_Written instruction_: Can you write out the whole listing exactly?

_Listed entries_:
◆ ◆ ◆
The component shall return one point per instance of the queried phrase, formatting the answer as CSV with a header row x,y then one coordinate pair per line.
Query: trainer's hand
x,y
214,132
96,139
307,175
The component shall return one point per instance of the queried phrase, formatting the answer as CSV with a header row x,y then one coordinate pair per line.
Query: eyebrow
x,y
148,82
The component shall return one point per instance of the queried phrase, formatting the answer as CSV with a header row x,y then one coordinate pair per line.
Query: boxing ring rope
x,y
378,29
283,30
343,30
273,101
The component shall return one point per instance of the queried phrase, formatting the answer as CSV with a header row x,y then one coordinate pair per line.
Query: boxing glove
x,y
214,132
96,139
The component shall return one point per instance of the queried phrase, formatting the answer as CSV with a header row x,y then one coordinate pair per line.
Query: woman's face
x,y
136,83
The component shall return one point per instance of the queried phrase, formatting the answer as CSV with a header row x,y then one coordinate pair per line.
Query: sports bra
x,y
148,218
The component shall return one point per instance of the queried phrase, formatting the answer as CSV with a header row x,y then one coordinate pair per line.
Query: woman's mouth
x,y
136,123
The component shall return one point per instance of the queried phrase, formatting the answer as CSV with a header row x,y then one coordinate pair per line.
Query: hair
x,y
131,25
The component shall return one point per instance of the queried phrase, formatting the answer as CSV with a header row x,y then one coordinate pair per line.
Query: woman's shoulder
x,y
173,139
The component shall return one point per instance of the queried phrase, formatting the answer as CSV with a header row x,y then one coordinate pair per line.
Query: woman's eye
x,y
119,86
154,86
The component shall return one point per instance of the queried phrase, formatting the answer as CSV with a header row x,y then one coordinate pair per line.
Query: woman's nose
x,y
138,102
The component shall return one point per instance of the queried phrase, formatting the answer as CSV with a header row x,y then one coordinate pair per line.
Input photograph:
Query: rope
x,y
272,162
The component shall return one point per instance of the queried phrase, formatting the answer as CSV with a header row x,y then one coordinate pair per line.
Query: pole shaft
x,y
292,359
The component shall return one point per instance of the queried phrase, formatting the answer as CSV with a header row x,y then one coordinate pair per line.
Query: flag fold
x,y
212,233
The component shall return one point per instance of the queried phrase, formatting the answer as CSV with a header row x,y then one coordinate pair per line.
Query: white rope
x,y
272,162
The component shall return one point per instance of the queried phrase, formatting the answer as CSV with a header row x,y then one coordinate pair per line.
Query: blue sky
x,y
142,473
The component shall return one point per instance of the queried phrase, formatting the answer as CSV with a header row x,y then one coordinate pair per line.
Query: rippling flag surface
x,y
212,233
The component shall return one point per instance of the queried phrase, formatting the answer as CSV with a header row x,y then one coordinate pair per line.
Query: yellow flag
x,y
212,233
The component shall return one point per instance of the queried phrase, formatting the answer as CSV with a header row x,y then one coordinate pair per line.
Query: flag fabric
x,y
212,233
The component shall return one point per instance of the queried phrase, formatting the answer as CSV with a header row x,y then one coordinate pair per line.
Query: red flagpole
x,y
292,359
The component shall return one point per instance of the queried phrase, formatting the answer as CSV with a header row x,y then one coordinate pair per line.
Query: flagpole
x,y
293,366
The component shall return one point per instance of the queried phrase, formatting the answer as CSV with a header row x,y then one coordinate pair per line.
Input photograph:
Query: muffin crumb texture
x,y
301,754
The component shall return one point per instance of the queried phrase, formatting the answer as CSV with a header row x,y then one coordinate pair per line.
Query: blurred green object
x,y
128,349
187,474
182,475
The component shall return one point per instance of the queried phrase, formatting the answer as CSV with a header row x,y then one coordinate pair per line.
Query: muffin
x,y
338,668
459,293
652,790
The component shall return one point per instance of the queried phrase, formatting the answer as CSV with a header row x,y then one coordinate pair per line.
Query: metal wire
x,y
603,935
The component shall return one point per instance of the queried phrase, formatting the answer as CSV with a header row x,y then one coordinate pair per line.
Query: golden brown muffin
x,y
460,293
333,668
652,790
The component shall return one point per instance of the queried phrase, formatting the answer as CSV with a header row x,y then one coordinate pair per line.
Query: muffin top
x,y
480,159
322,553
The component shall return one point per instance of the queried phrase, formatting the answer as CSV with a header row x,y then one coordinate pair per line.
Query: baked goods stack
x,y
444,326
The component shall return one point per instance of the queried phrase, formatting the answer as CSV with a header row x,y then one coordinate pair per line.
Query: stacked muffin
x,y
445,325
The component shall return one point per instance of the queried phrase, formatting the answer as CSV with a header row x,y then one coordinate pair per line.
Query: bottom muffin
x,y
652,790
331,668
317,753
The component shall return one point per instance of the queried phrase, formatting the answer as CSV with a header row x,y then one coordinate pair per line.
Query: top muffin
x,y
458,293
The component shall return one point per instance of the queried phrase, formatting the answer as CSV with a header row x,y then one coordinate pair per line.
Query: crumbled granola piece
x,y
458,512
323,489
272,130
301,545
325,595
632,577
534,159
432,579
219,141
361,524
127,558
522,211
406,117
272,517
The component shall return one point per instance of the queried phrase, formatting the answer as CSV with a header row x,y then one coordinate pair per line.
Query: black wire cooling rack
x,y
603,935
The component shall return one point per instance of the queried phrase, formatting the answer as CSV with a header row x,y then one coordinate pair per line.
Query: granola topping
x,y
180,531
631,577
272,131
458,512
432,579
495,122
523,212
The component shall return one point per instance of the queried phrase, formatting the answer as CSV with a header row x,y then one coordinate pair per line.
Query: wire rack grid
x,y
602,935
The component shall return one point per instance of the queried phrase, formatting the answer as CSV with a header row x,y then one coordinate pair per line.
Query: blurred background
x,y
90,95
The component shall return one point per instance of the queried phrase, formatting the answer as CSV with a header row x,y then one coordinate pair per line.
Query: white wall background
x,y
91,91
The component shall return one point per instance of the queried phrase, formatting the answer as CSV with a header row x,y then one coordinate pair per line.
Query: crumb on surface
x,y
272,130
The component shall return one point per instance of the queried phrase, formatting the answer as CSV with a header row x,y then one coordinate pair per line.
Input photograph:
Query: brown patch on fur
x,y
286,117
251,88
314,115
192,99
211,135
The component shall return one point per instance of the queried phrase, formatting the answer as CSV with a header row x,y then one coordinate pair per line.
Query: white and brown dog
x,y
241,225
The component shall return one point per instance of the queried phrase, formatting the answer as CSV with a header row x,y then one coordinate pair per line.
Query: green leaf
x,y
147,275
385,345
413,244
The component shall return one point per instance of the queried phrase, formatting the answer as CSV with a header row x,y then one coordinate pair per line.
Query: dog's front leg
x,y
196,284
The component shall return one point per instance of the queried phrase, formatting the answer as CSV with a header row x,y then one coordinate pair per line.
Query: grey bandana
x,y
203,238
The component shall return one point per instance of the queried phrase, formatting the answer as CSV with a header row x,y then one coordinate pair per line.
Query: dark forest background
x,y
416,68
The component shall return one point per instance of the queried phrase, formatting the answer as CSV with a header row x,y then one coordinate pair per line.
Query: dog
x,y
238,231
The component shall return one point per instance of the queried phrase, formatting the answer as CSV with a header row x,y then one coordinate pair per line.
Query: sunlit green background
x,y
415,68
◆ ◆ ◆
_Final answer_:
The component shall return one point per instance of the queried phrase, formatting the answer as CSV with a header row x,y then one coordinate pair per line.
Query: trainer's hand
x,y
214,132
96,139
307,175
The component shall return one point per instance of the queried phrase, formatting the answer as CSV with a header row x,y then one coordinate pair per line.
Query: eyebrow
x,y
148,82
The component shall return one point per instance of the queried phrase, formatting the answer as CSV with a header row x,y then one coordinate pair per line.
Query: boxing ring rope
x,y
378,29
283,30
343,30
273,101
The component shall return one point per instance of the queried phrase, formatting the answer as CSV with a header row x,y then one coordinate pair per line.
Query: boxing glove
x,y
214,132
96,139
The component shall return one point per instance of the queried phrase, formatting the answer as CSV with a header row x,y then one coordinate pair per line.
Query: woman's face
x,y
136,83
The component shall return one point per instance of the queried phrase, formatting the answer as CSV with a header row x,y then one coordinate pair per line.
Query: sports bra
x,y
148,218
The component shall return one point per instance of the queried phrase, formatting the answer as CSV with a header row x,y then one coordinate pair per line.
Query: woman's mouth
x,y
136,123
The component shall return one point per instance of the queried phrase, formatting the answer as CSV with a header row x,y then one coordinate pair per line.
Query: hair
x,y
131,25
The component shall return one point per instance of the queried phrase, formatting the answer as CSV with a header row x,y then one coordinate pair per line.
Query: woman's shoulder
x,y
173,139
The component shall return one point per instance of the queried phrase, formatting the answer as CSV with a header row x,y then one coordinate pair per line.
Query: woman's eye
x,y
119,86
154,86
The component shall return one point per instance of the queried phrase, formatting the answer as CSV with a header row x,y then one coordinate pair per line.
Query: woman's nose
x,y
138,102
The component shall return one point per instance of the queried phrase, formatting the answer as CSV with a header row x,y then one coordinate pair per line.
Input photograph:
Query: rope
x,y
272,162
The component shall return one point per instance of the queried phrase, formatting the answer as CSV with a header row x,y then one coordinate pair per line.
Query: pole shaft
x,y
292,359
The component shall return one point per instance of the queried phrase, formatting the answer as CSV with a header row x,y then one coordinate pair per line.
Query: flag fold
x,y
212,233
The component shall return one point per instance of the queried phrase, formatting the answer as CSV with a header row x,y then one coordinate pair per line.
Query: white rope
x,y
272,162
The component shall return one point per instance of the queried phrase, formatting the answer as CSV with a header row x,y then one coordinate pair per line.
Query: blue sky
x,y
142,473
The component shall return one point per instance of the queried phrase, formatting the answer as CSV with a header row x,y then one coordinate pair per line.
Query: rippling flag surface
x,y
212,233
The component shall return one point per instance of the queried phrase, formatting the answer as CSV with a header row x,y then one coordinate pair per line.
Query: yellow flag
x,y
212,233
The component shall return one point per instance of the queried phrase, formatting the answer as CSV with a header row x,y then one coordinate pair per line.
Query: flag fabric
x,y
212,233
The component shall return one point per instance of the queried phrase, formatting the answer as CSV with a header row x,y then one coordinate pair per line.
Query: red flagpole
x,y
292,359
The component shall return one point per instance of the queried phrase, formatting the answer as CSV with a header row x,y then one coordinate pair per line.
Query: flagpole
x,y
293,366
The component shall return one point per instance of the queried phrase, formatting the answer as CSV with a header row x,y then one coordinate pair per line.
Input photograph:
Query: muffin crumb texture
x,y
301,754
The component shall return one point per instance of the queried phrase, formatting the answer as CSV with a header row x,y then one coordinate pair per line.
Query: blurred green object
x,y
128,349
187,474
182,475
The component shall return one point per instance of the queried phrase, formatting the answer as CSV with a header row x,y then one coordinate pair per line.
Query: muffin
x,y
338,668
459,293
652,790
The component shall return one point per instance of the queried phrase, formatting the answer as CSV with a header row x,y then one coordinate pair per line.
Query: metal wire
x,y
603,935
The component shall return one point per instance of the queried phrase, formatting the answer as CSV with a header row x,y then one coordinate pair per line.
Query: golden brown muffin
x,y
460,293
333,668
652,790
The component shall return one point per instance of the queried phrase, formatting the answer as CSV with a header row x,y then one coordinate pair per line.
Query: muffin top
x,y
480,159
322,553
The component shall return one point per instance of the queried phrase, formatting the answer as CSV with a header row x,y then one coordinate pair per line.
Query: baked goods stack
x,y
444,326
The component shall return one point per instance of the queried phrase, formatting the answer as CSV with a header row x,y then one coordinate pair per line.
Query: stacked muffin
x,y
445,325
The component shall return one point per instance of the queried phrase, formatting the answer as CSV with a header row x,y then one coordinate pair per line.
Query: bottom muffin
x,y
652,790
331,668
317,753
The component shall return one point per instance of the queried phrase, formatting the answer as CSV with a header row x,y then one coordinate pair per line.
Query: top muffin
x,y
458,293
The component shall return one point per instance of the queried phrase, formatting the answer as CSV with a header row x,y then one coordinate pair per line.
Query: crumbled granola piece
x,y
458,512
323,489
272,130
301,545
325,595
632,577
534,159
432,579
219,141
361,524
127,558
522,211
406,117
272,517
The component shall return one point per instance of the queried phrase, formatting the answer as CSV with a header row x,y then one coordinate pair per line.
Query: black wire cooling rack
x,y
603,935
The component shall return one point per instance of the queried phrase, formatting the answer as CSV with a header row x,y then one coordinate pair per line.
Query: granola topping
x,y
180,531
631,577
272,131
458,512
432,579
495,122
523,212
The component shall return one point per instance of the queried phrase, formatting the answer as CSV with a header row x,y then one coordinate pair per line.
Query: wire rack grid
x,y
602,935
The component shall return one point per instance of the queried phrase, formatting the answer as CSV with a header row x,y then one coordinate pair per line.
Query: blurred background
x,y
90,95
The component shall return one point per instance of the queried phrase, formatting the answer as CSV with a header row x,y then one coordinate pair per line.
Query: white wall background
x,y
91,91
The component shall return one point per instance of the queried phrase, formatting the answer as CSV with a header row x,y then one coordinate pair per line.
Query: crumb on surface
x,y
272,130
The component shall return one point per instance of the queried phrase, formatting the answer as CSV with a header row x,y then one coordinate pair per line.
Input photograph:
Query: brown patch on fur
x,y
286,117
251,88
314,115
192,99
211,135
The component shall return one point per instance of the queried phrase, formatting the answer as CSV with a header row x,y then one coordinate pair per line.
Query: white and brown dog
x,y
241,225
The component shall return one point per instance of the queried phrase, formatting the answer as CSV with a header row x,y then one coordinate pair per line.
Query: green leaf
x,y
147,275
385,345
413,244
The component shall return one point per instance of the queried phrase, formatting the answer as CSV with a header row x,y then one coordinate pair per line.
Query: dog's front leg
x,y
196,284
The component shall return one point per instance of the queried phrase, formatting the answer as CSV with a header row x,y then one coordinate pair per line.
Query: grey bandana
x,y
203,238
The component shall return one point per instance of the queried phrase, formatting the answer as CSV with a header row x,y then one coordinate pair per line.
Query: dark forest background
x,y
416,68
The component shall return one point per instance of the queried phrase, formatting the answer as CSV with a header row x,y then one coordinate pair per line.
Query: dog
x,y
238,231
The component shall return one point per instance of the queried phrase, formatting the answer as CSV with a header row x,y then one coordinate pair per line.
Query: sunlit green background
x,y
415,68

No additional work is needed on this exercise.